[DIRECTIVE]
Report every line of the records that contains the string "plant", copying each line in full. Case counts.

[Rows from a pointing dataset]
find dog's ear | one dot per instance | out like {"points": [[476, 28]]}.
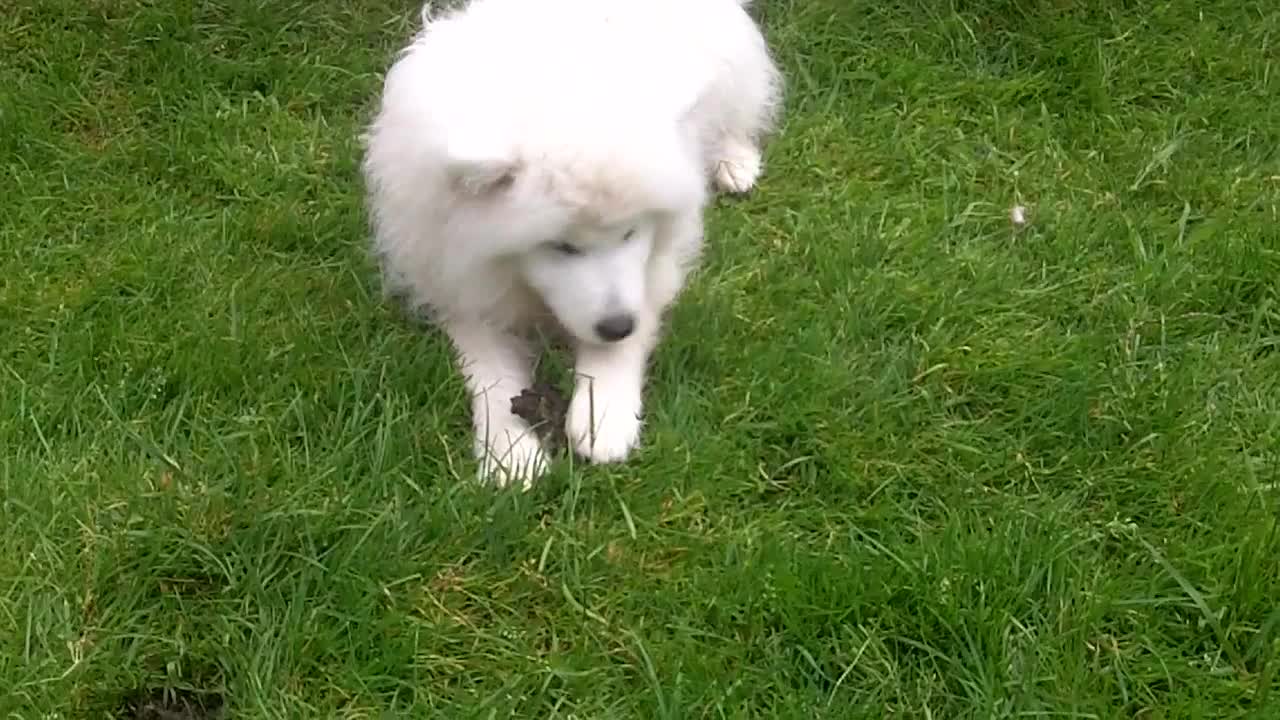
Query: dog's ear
{"points": [[479, 171]]}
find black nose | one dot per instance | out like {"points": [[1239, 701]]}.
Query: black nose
{"points": [[615, 327]]}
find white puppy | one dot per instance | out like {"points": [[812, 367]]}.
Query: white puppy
{"points": [[547, 164]]}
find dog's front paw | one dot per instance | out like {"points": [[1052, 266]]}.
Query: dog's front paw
{"points": [[603, 423], [740, 167], [511, 455]]}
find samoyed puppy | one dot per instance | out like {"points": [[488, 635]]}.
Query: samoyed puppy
{"points": [[545, 164]]}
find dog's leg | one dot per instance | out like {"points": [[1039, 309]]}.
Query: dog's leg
{"points": [[603, 422], [497, 368], [739, 165]]}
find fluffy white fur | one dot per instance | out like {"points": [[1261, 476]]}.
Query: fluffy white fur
{"points": [[547, 164]]}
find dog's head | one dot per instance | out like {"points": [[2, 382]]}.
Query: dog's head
{"points": [[584, 220]]}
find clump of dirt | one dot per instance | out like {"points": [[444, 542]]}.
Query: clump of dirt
{"points": [[168, 703], [543, 406]]}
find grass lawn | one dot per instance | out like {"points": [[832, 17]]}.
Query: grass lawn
{"points": [[904, 459]]}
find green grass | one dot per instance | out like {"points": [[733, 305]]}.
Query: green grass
{"points": [[903, 460]]}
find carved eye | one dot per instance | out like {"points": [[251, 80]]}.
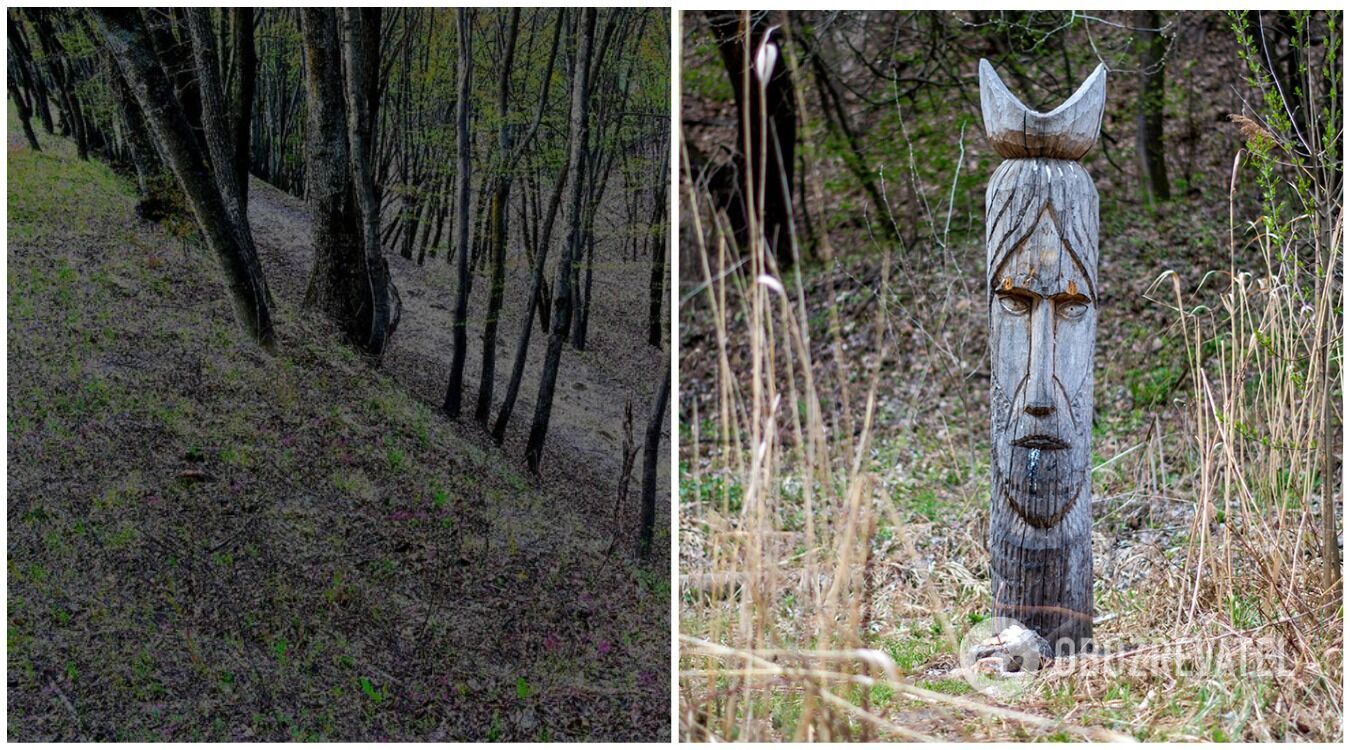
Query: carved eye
{"points": [[1015, 304], [1072, 309]]}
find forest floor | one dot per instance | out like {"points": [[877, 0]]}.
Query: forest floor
{"points": [[925, 579], [211, 542]]}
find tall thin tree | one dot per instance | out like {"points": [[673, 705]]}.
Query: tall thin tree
{"points": [[131, 46], [455, 390], [578, 135]]}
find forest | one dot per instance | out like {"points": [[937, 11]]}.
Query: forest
{"points": [[338, 374], [856, 217]]}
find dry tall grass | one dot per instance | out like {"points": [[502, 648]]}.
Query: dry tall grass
{"points": [[783, 532]]}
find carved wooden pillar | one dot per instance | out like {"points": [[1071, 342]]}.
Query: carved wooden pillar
{"points": [[1041, 242]]}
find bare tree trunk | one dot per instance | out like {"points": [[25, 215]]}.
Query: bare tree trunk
{"points": [[1149, 136], [72, 113], [242, 93], [656, 282], [766, 127], [651, 456], [145, 159], [346, 283], [536, 297], [359, 33], [497, 225], [134, 51], [455, 390], [29, 74], [578, 136], [216, 122], [24, 113]]}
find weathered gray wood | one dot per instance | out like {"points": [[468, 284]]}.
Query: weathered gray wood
{"points": [[1065, 132], [1041, 242]]}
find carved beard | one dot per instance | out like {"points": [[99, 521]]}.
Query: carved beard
{"points": [[1040, 484]]}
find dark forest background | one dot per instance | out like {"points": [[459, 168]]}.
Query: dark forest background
{"points": [[834, 377]]}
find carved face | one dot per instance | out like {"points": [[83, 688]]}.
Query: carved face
{"points": [[1042, 320]]}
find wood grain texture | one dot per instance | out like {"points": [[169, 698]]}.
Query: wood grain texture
{"points": [[1041, 240], [1065, 132]]}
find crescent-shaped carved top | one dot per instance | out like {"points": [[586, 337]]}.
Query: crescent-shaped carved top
{"points": [[1018, 132]]}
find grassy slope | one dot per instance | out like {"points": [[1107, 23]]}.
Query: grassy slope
{"points": [[208, 542]]}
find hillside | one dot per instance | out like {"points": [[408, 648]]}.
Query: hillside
{"points": [[209, 542]]}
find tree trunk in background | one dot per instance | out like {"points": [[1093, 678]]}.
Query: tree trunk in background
{"points": [[343, 285], [216, 122], [359, 37], [536, 296], [656, 282], [455, 390], [134, 51], [497, 225], [242, 92], [1150, 46], [145, 159], [176, 58], [578, 135], [651, 455], [771, 146], [24, 113], [29, 76], [72, 115]]}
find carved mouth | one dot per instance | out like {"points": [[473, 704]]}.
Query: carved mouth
{"points": [[1041, 441]]}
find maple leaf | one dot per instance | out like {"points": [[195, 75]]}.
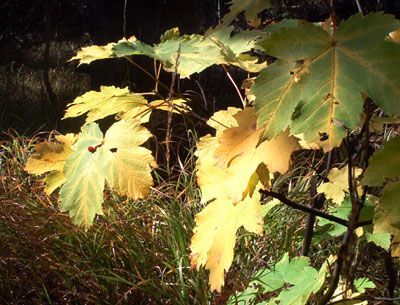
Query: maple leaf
{"points": [[338, 184], [215, 234], [300, 278], [113, 49], [223, 119], [109, 100], [88, 54], [384, 167], [82, 193], [314, 79], [128, 168], [51, 157], [178, 105], [232, 47], [116, 158]]}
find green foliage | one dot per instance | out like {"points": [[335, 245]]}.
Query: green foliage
{"points": [[311, 97], [303, 280], [384, 165], [187, 54], [315, 87]]}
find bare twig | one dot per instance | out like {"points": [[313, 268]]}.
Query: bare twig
{"points": [[304, 208], [343, 261], [317, 203], [170, 109], [234, 85]]}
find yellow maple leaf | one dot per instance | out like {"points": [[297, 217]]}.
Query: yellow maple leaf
{"points": [[235, 141], [209, 177], [223, 119], [129, 167], [215, 234], [338, 184], [230, 167], [241, 154], [109, 100], [395, 35], [51, 157]]}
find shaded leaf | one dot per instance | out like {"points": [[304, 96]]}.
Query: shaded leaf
{"points": [[338, 184], [323, 67]]}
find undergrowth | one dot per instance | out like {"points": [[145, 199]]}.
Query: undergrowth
{"points": [[138, 252]]}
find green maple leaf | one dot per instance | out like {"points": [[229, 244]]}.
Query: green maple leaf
{"points": [[316, 84], [250, 8], [385, 165], [117, 159], [100, 104], [303, 279]]}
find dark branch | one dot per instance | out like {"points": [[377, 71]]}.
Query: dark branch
{"points": [[304, 208]]}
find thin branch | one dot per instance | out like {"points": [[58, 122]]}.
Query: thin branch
{"points": [[349, 238], [146, 72], [304, 208], [317, 203], [391, 271], [170, 109], [359, 7], [234, 85]]}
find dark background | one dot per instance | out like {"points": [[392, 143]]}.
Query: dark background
{"points": [[38, 37]]}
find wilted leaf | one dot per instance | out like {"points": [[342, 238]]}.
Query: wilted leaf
{"points": [[51, 157]]}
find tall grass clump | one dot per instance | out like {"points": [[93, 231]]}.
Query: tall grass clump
{"points": [[137, 253]]}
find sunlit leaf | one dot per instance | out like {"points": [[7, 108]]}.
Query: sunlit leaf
{"points": [[51, 157], [107, 101], [295, 279], [116, 158], [215, 234], [316, 85]]}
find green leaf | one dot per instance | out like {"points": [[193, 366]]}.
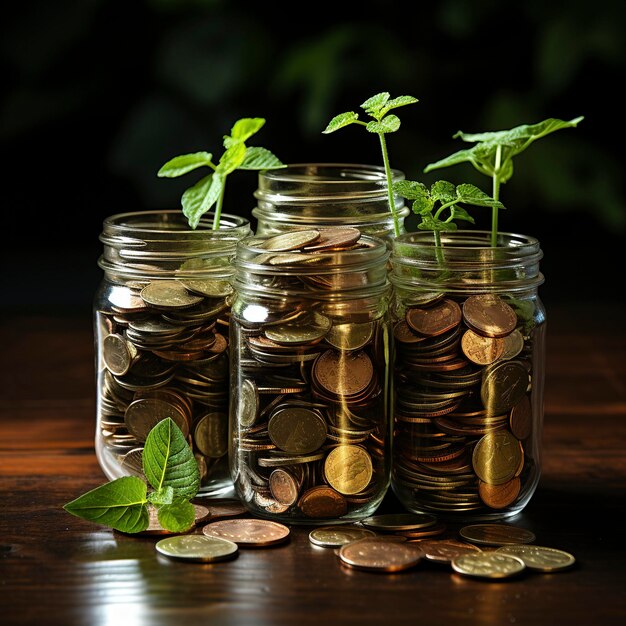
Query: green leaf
{"points": [[120, 504], [372, 106], [197, 200], [462, 156], [341, 120], [162, 496], [410, 189], [443, 191], [246, 127], [523, 132], [459, 213], [470, 194], [178, 516], [389, 124], [169, 461], [260, 159], [185, 163], [231, 159], [400, 101]]}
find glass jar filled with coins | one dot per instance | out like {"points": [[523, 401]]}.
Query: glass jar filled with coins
{"points": [[322, 195], [468, 373], [310, 375], [161, 333]]}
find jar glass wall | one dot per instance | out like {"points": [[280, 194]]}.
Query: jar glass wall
{"points": [[310, 372], [468, 373], [320, 195], [161, 338]]}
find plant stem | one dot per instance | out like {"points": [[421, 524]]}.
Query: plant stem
{"points": [[392, 204], [218, 207], [496, 196]]}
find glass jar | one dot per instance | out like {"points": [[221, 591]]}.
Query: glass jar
{"points": [[319, 195], [161, 335], [468, 373], [310, 372]]}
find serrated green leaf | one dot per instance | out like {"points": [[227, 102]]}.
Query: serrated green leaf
{"points": [[400, 101], [197, 200], [169, 461], [462, 156], [459, 213], [470, 194], [178, 516], [231, 159], [185, 163], [373, 105], [389, 124], [246, 127], [120, 504], [410, 189], [164, 495], [260, 159], [523, 132], [443, 191], [341, 120]]}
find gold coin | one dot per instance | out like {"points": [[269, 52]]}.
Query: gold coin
{"points": [[197, 548], [496, 534], [211, 435], [496, 457], [540, 558], [348, 469], [350, 336], [504, 385], [118, 354], [381, 554], [481, 350], [337, 536], [488, 565], [489, 315], [248, 532], [294, 240]]}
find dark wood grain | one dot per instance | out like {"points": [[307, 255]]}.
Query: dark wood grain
{"points": [[57, 569]]}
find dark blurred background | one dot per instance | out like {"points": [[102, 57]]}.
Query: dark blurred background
{"points": [[98, 94]]}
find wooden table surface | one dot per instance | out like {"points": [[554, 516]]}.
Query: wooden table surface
{"points": [[58, 569]]}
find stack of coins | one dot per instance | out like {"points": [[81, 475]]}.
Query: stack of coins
{"points": [[310, 399], [163, 348], [463, 417]]}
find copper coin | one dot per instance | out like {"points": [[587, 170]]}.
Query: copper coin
{"points": [[435, 320], [248, 533], [499, 496], [445, 550], [489, 315], [496, 457], [343, 373], [522, 418], [297, 430], [481, 350], [379, 554], [496, 534], [322, 502], [334, 239], [284, 486], [503, 386], [293, 240]]}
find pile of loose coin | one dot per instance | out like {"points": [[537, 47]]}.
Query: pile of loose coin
{"points": [[463, 416], [164, 354], [310, 412]]}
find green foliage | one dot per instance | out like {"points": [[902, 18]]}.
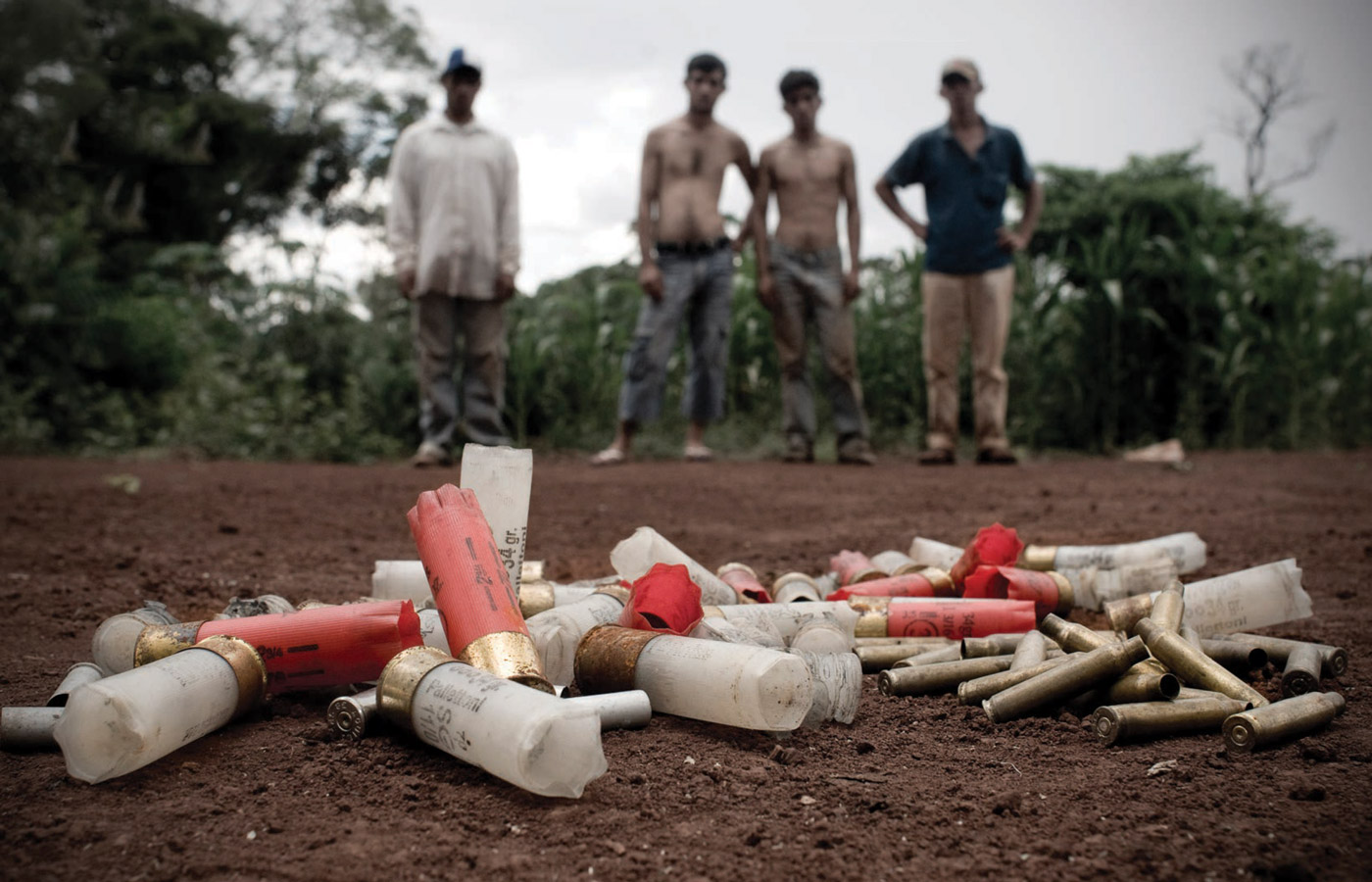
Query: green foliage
{"points": [[139, 136]]}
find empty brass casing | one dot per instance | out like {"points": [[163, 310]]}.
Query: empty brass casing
{"points": [[1235, 656], [1282, 720], [535, 596], [1070, 635], [937, 678], [1124, 612], [906, 641], [607, 659], [160, 641], [1150, 719], [1080, 672], [350, 714], [1300, 673], [1076, 638], [247, 666], [1335, 658], [511, 656], [1039, 556], [880, 658], [401, 679], [1193, 665], [1187, 693], [1168, 608], [1143, 686], [976, 692], [1031, 651], [990, 645]]}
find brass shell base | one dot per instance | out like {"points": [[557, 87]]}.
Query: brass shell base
{"points": [[607, 659], [511, 656], [247, 665]]}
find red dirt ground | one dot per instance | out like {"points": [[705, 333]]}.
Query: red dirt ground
{"points": [[916, 788]]}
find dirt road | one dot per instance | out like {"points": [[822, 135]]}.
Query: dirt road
{"points": [[916, 788]]}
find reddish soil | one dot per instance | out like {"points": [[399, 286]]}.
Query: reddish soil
{"points": [[916, 788]]}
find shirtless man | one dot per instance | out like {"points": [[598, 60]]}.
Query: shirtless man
{"points": [[688, 265], [800, 273]]}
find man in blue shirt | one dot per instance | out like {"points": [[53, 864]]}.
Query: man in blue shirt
{"points": [[966, 167]]}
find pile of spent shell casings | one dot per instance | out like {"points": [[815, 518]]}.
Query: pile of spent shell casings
{"points": [[896, 617], [1150, 678]]}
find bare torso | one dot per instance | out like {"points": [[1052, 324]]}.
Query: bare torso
{"points": [[689, 162], [808, 178]]}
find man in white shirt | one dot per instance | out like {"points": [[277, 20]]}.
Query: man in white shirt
{"points": [[453, 226]]}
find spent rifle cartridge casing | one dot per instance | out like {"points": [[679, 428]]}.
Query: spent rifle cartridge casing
{"points": [[1079, 673], [976, 692], [1168, 608], [880, 658], [1300, 673], [1150, 719], [932, 656], [1193, 665], [1031, 651], [1282, 720], [1076, 638], [991, 645], [1335, 658], [1125, 612], [936, 678], [1235, 656], [535, 596]]}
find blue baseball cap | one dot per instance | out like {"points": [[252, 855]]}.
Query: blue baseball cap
{"points": [[460, 59]]}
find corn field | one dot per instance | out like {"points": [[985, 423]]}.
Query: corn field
{"points": [[1152, 305]]}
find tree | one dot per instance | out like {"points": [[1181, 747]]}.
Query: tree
{"points": [[1272, 85]]}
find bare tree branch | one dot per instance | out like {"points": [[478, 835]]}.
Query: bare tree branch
{"points": [[1272, 84]]}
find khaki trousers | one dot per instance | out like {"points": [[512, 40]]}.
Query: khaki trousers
{"points": [[954, 306]]}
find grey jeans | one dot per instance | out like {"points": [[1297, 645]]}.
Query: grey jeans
{"points": [[436, 319], [809, 287], [699, 288]]}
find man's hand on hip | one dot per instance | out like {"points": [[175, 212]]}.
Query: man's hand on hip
{"points": [[767, 290], [651, 280], [405, 278], [851, 287], [1011, 240]]}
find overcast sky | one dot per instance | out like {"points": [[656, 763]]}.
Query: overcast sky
{"points": [[578, 84]]}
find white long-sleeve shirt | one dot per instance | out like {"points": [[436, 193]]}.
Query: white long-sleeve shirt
{"points": [[455, 208]]}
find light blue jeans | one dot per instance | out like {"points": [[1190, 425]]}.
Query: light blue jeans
{"points": [[699, 288], [436, 319], [809, 287]]}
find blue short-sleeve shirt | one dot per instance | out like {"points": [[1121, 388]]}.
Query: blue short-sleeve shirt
{"points": [[964, 195]]}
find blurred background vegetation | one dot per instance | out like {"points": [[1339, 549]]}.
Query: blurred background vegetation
{"points": [[141, 139]]}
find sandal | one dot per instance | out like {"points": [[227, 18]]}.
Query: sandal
{"points": [[611, 456], [697, 453], [937, 456]]}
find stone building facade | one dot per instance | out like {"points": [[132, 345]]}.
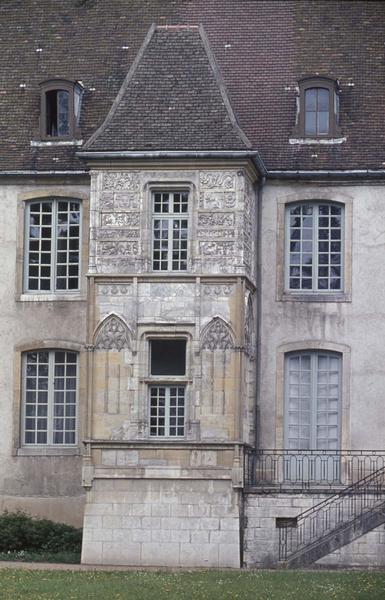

[TASK OUTPUT]
find plant stem | one dot per instance | out like {"points": [[421, 524]]}.
Query: plant stem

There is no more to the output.